▸ **Activity**:
Look through the records below and collect all lines that hold the string "framed".
═══ Data
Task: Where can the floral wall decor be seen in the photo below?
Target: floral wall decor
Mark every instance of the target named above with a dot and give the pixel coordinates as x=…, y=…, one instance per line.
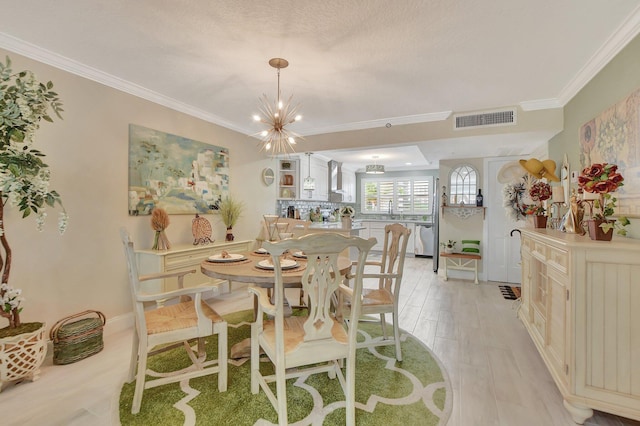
x=178, y=174
x=516, y=198
x=614, y=137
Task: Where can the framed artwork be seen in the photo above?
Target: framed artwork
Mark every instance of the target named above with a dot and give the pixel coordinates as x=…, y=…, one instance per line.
x=613, y=137
x=178, y=174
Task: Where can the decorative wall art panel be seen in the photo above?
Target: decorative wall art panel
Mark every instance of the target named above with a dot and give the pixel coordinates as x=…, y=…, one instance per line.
══════
▸ **Result below**:
Task: Where can the framed artwork be seen in the photo above?
Target: framed artwork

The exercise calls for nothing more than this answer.